* _Exercise aim_
Extract exactly the range of lines bounded by the line containing "Report the location of each instance of the grass" and the final line of the listing, both ends included, and no other lines.

## Start

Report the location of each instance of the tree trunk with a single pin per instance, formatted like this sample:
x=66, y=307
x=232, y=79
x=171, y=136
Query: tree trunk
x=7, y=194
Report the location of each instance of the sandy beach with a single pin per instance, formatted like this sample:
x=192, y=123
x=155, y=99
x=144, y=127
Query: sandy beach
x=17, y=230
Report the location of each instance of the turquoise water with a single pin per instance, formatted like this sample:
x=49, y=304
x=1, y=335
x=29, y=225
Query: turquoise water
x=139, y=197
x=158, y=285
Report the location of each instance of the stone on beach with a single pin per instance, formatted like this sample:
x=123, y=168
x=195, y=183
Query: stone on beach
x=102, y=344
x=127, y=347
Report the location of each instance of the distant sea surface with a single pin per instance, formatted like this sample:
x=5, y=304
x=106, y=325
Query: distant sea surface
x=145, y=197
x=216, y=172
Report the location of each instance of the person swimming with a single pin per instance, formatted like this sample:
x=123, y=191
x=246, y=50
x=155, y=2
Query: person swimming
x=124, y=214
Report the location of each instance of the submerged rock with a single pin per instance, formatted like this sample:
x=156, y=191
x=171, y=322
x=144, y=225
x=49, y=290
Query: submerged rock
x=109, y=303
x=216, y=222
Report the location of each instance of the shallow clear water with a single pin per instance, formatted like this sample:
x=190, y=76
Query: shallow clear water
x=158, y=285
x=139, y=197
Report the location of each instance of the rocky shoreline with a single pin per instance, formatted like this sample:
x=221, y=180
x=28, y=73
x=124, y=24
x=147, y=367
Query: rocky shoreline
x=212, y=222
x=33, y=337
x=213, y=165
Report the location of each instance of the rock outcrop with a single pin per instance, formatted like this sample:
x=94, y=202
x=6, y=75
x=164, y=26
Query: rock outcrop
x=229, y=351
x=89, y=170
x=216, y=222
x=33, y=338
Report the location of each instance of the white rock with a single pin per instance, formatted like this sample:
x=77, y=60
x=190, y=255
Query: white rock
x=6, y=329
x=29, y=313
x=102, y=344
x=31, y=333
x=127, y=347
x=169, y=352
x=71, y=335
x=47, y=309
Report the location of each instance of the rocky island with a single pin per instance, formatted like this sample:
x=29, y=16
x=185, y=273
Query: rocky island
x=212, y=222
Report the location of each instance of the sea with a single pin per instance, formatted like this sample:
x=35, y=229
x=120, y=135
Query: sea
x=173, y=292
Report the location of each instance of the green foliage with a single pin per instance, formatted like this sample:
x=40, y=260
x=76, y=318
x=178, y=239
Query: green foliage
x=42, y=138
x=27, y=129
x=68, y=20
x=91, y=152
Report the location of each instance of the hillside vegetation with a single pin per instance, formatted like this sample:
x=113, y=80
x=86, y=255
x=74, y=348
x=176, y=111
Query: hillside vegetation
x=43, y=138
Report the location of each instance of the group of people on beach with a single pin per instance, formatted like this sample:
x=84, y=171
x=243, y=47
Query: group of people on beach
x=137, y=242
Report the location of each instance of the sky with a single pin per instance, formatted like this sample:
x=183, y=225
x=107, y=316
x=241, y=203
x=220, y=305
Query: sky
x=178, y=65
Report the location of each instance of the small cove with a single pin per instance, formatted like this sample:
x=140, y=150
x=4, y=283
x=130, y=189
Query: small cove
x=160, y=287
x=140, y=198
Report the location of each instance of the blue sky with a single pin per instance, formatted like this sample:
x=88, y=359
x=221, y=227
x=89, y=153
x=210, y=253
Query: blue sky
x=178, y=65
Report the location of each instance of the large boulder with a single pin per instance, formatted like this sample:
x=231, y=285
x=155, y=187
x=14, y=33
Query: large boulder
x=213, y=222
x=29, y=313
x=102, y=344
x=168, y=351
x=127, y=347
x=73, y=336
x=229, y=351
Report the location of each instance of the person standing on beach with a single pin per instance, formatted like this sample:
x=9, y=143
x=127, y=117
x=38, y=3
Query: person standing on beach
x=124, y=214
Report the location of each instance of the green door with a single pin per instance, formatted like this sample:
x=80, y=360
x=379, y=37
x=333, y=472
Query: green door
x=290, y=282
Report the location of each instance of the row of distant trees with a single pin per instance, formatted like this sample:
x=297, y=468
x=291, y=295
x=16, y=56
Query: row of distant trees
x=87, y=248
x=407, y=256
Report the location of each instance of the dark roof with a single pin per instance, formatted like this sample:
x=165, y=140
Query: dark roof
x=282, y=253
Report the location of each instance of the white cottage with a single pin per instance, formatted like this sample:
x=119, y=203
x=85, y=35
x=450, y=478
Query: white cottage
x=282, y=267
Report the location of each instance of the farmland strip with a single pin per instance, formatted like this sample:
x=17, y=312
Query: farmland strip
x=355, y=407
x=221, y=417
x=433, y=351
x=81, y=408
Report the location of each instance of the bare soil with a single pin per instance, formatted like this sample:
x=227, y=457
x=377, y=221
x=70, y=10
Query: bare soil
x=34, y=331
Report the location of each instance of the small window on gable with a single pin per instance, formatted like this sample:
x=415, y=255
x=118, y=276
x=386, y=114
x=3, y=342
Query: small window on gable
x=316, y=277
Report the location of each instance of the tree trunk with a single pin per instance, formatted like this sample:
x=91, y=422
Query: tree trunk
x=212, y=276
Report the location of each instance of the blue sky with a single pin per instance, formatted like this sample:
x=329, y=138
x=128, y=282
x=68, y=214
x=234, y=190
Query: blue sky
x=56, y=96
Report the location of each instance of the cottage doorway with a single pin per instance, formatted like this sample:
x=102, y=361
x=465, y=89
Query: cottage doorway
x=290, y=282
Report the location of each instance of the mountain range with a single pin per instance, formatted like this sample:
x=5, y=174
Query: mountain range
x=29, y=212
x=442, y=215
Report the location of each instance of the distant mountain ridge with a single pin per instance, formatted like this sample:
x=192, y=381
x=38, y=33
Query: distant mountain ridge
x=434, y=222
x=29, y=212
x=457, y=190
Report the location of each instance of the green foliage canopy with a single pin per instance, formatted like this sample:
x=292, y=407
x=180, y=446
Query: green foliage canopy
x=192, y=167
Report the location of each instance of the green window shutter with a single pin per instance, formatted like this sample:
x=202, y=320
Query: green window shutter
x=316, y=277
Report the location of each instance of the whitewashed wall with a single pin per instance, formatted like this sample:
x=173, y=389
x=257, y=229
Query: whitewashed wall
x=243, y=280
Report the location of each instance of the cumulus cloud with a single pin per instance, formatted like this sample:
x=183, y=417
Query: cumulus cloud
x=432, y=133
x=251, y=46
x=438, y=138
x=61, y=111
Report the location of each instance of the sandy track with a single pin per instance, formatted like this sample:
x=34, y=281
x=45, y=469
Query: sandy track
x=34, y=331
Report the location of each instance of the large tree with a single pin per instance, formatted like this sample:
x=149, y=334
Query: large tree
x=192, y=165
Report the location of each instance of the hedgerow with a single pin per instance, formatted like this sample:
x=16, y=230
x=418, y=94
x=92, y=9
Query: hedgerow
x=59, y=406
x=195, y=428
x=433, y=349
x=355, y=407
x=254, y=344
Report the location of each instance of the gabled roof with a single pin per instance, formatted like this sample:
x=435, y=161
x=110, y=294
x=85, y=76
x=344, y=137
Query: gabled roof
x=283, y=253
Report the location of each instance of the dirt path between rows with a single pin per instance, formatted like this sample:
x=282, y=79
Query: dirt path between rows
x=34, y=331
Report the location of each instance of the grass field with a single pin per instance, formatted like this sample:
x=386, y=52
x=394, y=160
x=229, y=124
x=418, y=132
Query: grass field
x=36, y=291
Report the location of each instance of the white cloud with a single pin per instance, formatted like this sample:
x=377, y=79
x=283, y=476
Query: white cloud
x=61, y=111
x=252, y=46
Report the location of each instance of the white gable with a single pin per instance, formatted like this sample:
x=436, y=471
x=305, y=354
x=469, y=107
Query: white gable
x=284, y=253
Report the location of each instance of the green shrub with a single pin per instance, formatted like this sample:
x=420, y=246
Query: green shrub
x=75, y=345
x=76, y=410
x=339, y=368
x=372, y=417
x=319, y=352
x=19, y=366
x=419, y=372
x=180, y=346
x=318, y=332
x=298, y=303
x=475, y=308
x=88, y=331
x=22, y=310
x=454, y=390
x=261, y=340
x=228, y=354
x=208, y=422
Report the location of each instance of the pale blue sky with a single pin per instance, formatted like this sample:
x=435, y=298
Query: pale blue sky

## End

* _Result below_
Report the location of each instance of the grass field with a single pin per instance, formatted like this sample:
x=386, y=52
x=394, y=160
x=229, y=124
x=418, y=132
Query: grass field
x=36, y=291
Report the location of each instance of the white cloud with a single pin per instance, formatted like this sample:
x=377, y=79
x=283, y=476
Query: white cloud
x=61, y=111
x=252, y=46
Report the location of each instance of the white gable with a single pin per instance, formatted like this sample:
x=436, y=471
x=305, y=354
x=469, y=107
Query: white gable
x=284, y=253
Report the location of each instance of the green shrub with a single pin per instance, formatted like this sample:
x=420, y=246
Query: green shrub
x=75, y=345
x=76, y=410
x=339, y=368
x=372, y=417
x=319, y=352
x=19, y=366
x=419, y=372
x=180, y=346
x=318, y=332
x=298, y=303
x=475, y=308
x=88, y=331
x=22, y=310
x=454, y=390
x=261, y=340
x=228, y=354
x=208, y=422
Report the location of each instance of the pale blue sky with a single pin per instance, formatted like this sample:
x=435, y=298
Query: pale blue sky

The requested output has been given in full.